*Work required*
Every entry below should be printed exactly, without its images.

━━━ Records for this exercise ━━━

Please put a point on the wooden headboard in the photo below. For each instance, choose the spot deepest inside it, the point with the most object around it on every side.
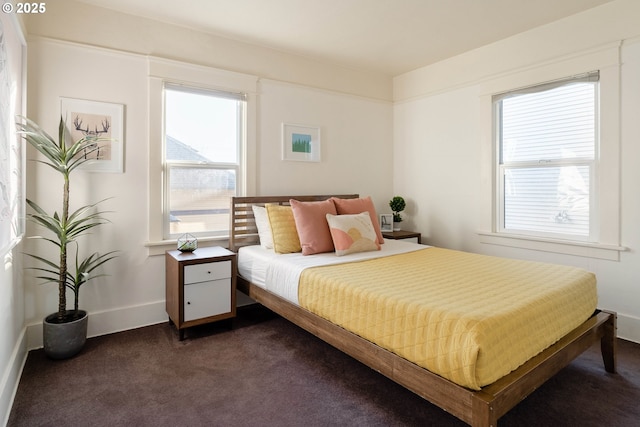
(243, 230)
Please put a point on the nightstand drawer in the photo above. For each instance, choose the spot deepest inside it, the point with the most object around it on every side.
(197, 273)
(206, 299)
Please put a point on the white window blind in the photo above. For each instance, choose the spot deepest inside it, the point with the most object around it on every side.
(204, 130)
(547, 139)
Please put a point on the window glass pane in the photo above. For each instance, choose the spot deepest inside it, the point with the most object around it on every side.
(199, 199)
(201, 126)
(547, 200)
(554, 124)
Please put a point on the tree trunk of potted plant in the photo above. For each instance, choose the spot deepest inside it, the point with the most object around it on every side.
(65, 332)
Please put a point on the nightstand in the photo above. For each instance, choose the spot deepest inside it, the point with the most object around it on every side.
(402, 234)
(200, 286)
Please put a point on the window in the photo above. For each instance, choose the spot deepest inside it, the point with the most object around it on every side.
(547, 139)
(203, 141)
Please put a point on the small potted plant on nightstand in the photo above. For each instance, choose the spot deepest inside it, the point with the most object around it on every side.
(397, 205)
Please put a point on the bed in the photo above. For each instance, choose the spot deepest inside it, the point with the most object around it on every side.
(476, 404)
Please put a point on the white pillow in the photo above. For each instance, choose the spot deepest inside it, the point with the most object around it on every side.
(264, 228)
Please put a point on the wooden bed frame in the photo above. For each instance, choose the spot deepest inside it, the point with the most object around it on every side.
(476, 408)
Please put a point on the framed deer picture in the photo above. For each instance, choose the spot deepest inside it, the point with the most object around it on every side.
(101, 122)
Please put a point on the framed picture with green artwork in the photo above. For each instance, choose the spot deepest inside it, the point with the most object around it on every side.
(300, 142)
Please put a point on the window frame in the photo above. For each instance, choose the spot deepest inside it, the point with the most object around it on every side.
(163, 71)
(168, 165)
(607, 213)
(503, 166)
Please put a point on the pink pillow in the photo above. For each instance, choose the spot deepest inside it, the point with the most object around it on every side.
(311, 222)
(356, 206)
(352, 233)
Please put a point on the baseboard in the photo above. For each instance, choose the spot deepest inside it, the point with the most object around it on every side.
(629, 328)
(122, 319)
(108, 322)
(11, 376)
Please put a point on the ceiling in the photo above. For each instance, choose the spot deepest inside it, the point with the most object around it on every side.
(387, 36)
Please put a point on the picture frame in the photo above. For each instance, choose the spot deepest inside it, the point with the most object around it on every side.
(300, 143)
(386, 222)
(98, 120)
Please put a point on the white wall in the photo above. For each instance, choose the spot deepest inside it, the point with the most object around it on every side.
(443, 148)
(355, 131)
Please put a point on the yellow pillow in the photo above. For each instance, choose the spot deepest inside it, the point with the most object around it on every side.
(283, 229)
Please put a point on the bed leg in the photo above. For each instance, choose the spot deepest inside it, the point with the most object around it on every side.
(483, 413)
(608, 343)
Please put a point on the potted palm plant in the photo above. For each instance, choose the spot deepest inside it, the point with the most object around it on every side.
(397, 205)
(64, 332)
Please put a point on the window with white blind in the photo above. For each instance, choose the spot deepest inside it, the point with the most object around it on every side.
(547, 139)
(204, 130)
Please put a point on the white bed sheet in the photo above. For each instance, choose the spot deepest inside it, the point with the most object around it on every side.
(280, 273)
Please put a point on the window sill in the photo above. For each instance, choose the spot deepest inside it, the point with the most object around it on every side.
(589, 250)
(160, 247)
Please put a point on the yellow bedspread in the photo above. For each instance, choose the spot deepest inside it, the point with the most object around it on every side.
(469, 318)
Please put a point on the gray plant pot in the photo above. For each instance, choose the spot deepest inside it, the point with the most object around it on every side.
(64, 340)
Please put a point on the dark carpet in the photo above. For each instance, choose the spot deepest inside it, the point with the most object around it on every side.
(268, 372)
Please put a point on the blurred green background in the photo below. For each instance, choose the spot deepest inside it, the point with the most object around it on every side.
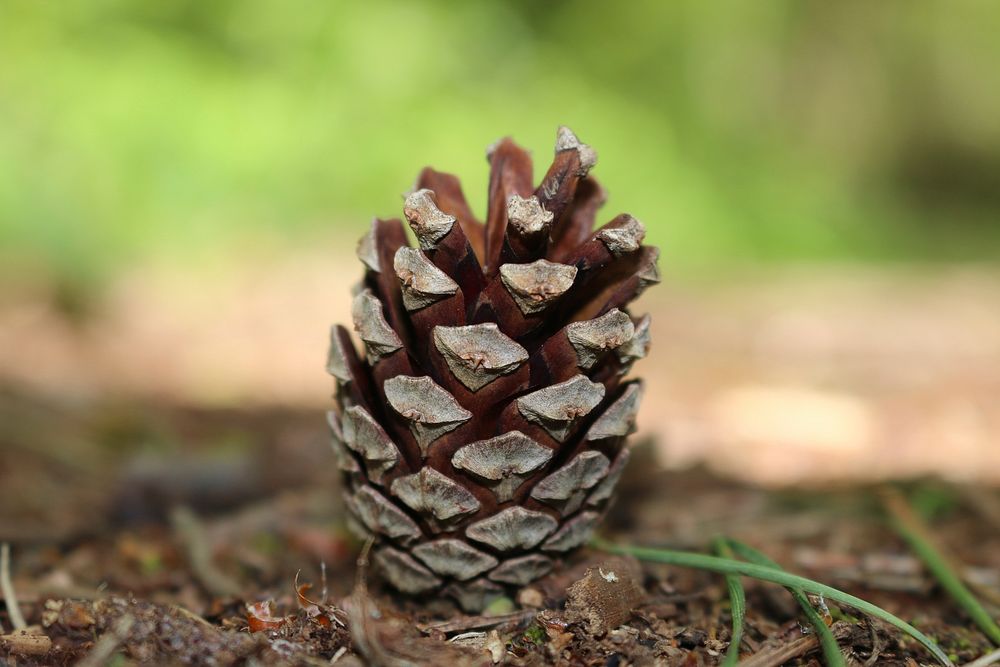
(186, 131)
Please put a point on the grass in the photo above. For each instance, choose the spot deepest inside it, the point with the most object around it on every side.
(737, 601)
(828, 643)
(728, 566)
(908, 524)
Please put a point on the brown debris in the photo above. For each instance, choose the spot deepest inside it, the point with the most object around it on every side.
(602, 600)
(24, 643)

━━━

*Solution to this exercise*
Please put a point on the wooden headboard in the photo below. For each instance, choose the spot deepest inside it, the point with the most object around it on every side.
(243, 230)
Please put a point on the nightstand drawer in the photo above. For each instance, choose the spot deepest inside it, the point with the most object around it on every side.
(197, 273)
(206, 299)
Please put a point on the white window blind in the photo above. For each instance, choose the spot deepest inside it, the point with the most object around it on every side.
(204, 130)
(547, 139)
Please put a point on the window glass pane in the photo above. For each instance, choose the spot deepest inside it, the point with the most object around it on every side.
(199, 199)
(201, 126)
(547, 200)
(554, 124)
Please put a point on the tree trunk of potted plant in the photo above. For each instance, choose the spot deepest inside it, the point with the most object around it on every side.
(65, 332)
Please put a point on the nightstand in the photo above. For each instance, choose the spot deepest inside it, the point with the most object around it on every side.
(402, 234)
(200, 286)
Please put a point on the window in the photo above. For each instance, choose the spot deepest inside it, the point with the most object around it on every side.
(547, 139)
(203, 141)
Please put a point on the small potted plant on nightstand in the photo above. For each instance, choose the spot deepest inside it, the point with the most object around it on every side.
(397, 205)
Please put a point on the bed in the photo above. For each instance, choose the spot deepest inside it, the point with the most object around it on every side.
(476, 404)
Please put a point on the white pillow in the photo above. For each instance, choose the spot deepest inside it, the point with the most object around it on every side.
(264, 228)
Please put a point on the wooden bed frame in the photo above. For each instance, choose the spot deepest inside it, the point with the most object around it on every side.
(476, 408)
Please put a point on the framed deer picture in the photo above. For each instance, choose the spot deepest inside it, the point with the most object around it on every side.
(101, 122)
Please put a point on the framed picture with green artwork in the photo above. For each instance, choose the spot deepest inside it, the point with the most object around it on every side.
(300, 142)
Please put a point on the window frame in the photo above. For each instance, choose the spot deepest inside it, the point with the most object around it on every side.
(163, 71)
(168, 165)
(607, 213)
(503, 166)
Please put a point on the pink pillow in the photo above. For each instance, choose the spot deepest inside it, the point with the most object around it on every side.
(311, 222)
(356, 206)
(352, 233)
Please put a point on the baseboard in the photo above. For each instance, choose the spot deepest inside it, the point with the most object around it on every side.
(629, 328)
(122, 319)
(108, 322)
(11, 376)
Please put a point on the ceiling in the photo above. For each instance, choose the spot deepest inside it, the point with the most object around it on every side.
(387, 36)
Please put a point on the picture frame in the photo above. For each instance, choose the spot deepest inside it, the point with the most object around it on every side.
(300, 143)
(386, 222)
(98, 120)
Please put a point on the white wall in the photo above. For each instance, choose the spot deepest inside it, the point with the most object around it on every side.
(443, 148)
(355, 131)
Please put a point on the yellow pillow in the photo above. For each instance, choose the spot deepest inside it, the point with the most object around it on every side.
(283, 229)
Please put a point on the bed leg in the photo above. For each instance, choose the spot deepest inside it, the point with the most object around it on every side.
(483, 413)
(608, 343)
Please put a point on the potted palm plant in the photo above. For each instance, choose the spot deepest inside it, the point with the most object around it on every side.
(397, 205)
(64, 332)
Please put a point on the window with white blind in the photo above. For each instance, choose the spot deepest inside it, the point with the most object around it on every side.
(547, 139)
(204, 130)
Please put a point on the white bed sheet in the photo above. For each instance, choose the spot deepest inside it, the point with the most object around it on every side.
(280, 273)
Please put a point on the window sill in the photo above. For each instance, choose the spot deepest inside it, the point with the most object around it on every side.
(589, 250)
(160, 247)
Please put a point on the yellow bedspread in the photo above. For each instance, choose the spot deepest inside it, the point with the most object around it on every side.
(469, 318)
Please put a point on the gray plant pot in the photo above. For each instance, choose the spot deepest inside it, the point with the most object around it on every side.
(64, 340)
Please put a point on the dark carpet in the photo above. For each instance, choose the spot deepest inside it, the point with the most object around it on every side.
(268, 372)
Please put a point on the blurred green background in the photo below. For each instance, choose the spot deepest inside it, the point with the most object around it on every side.
(186, 131)
Please put a point on the grass in the photo above. For each instance, choose the spot deepest inside it, the point with the most object around it on every side.
(737, 601)
(828, 643)
(728, 566)
(908, 524)
Please put a point on the brown debris in the photo above. For each instance, choose the spot deepest inside it, the point with the most object around it on every side.
(602, 600)
(24, 643)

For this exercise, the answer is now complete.